**Source excerpt**
━━━━━━━━━━━━━━━━━━━━━━━━━━━━━━

Ten of my favorite reads in 2009

I thought it would be appropriate to look back over the books I read in 2009 and pick out a few of my favorites.  Keep in mind what follows is my list of favorite reads in 2009 not books published in 2009. And the list is not in particular order or rank.

1) John the Baptizer by Brooks Hansen:

No matter your faith background, or lack of it, or your knowledge of the Bible, or lack of it, I highly recommend John The Baptizer.  Its blends the historical and the literary in ways that defy genre and subject matter to create a powerful story.

2) Right Time, Right Place by Richard Brookhiser

For anyone wanting to understand the conservative movement, and its flagship magazine, Right Time, Right Place is a must read.  And anyone interested in becoming a journalist/writer would do well to read it. But at its heart is a more humane vision: that being true to your ideals and friends is what’s important.

━━━━━━━━━━━━━━━━━━━━━━━━━━━━━━

Entries from a point annotation set:
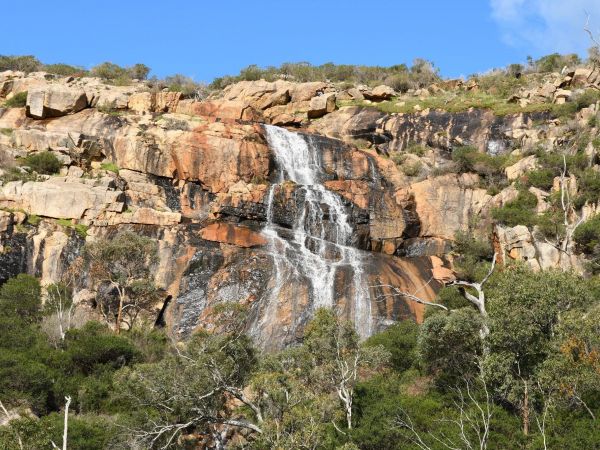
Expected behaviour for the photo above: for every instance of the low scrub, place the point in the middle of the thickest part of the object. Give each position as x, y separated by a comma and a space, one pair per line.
43, 163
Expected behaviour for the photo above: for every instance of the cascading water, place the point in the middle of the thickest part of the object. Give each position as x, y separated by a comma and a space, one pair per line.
319, 245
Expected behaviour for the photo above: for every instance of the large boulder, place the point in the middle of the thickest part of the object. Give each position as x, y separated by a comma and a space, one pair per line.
55, 101
379, 93
321, 105
61, 198
521, 167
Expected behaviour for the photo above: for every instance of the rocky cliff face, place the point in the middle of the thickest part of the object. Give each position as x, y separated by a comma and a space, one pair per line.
208, 181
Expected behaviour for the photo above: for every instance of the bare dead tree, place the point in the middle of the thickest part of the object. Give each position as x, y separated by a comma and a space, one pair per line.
595, 41
477, 300
564, 242
472, 423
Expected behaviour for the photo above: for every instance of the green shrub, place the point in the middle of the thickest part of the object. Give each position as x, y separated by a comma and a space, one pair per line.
416, 149
412, 169
18, 100
65, 70
21, 297
108, 71
17, 174
79, 228
519, 211
542, 178
34, 220
94, 347
400, 340
44, 162
24, 63
110, 167
472, 251
555, 62
587, 235
577, 103
588, 187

━━━━━━━━━━━━━━━━━━━━━━━━━━━━━━

**What to work on**
(1) Repeat the entries verbatim, starting at the line that contains "of the bare" and ending with the final line of the entries.
(2) Write the next part of the post about favorite reads of 2009, picking up after its last sentence.
The post and the entries have no connection to each other.

**Response list**
(1)
Expected behaviour for the photo above: for every instance of the bare dead tree, place the point in the middle of the thickest part of the object. Give each position as x, y separated by a comma and a space, one pair per line.
595, 41
477, 300
564, 242
472, 423
Expected behaviour for the photo above: for every instance of the green shrub, place the point in the middle of the thickest part of the object. Give each position as x, y separated by a comma and a space, one pair per line.
416, 149
412, 169
18, 100
65, 70
21, 297
108, 71
17, 174
79, 228
519, 211
542, 178
34, 220
94, 347
400, 340
44, 162
24, 63
110, 167
472, 251
555, 62
587, 235
577, 103
588, 187

(2)
3) The Everafter War by Michael Buckley

With the Everafter War Michael Buckley again shows why this series has won the acclaim and popularity it has.  Each book has just the right amount of humor and seriousness; of plot and character development mixed with satire and slapstick.  He keeps the reader guessing – although both the traitor and the master are pretty easy to spot – and despite all the silliness (and the YA audience) the characters are surprisingly well developed. It is just an ideal light read for me and for kids of all ages.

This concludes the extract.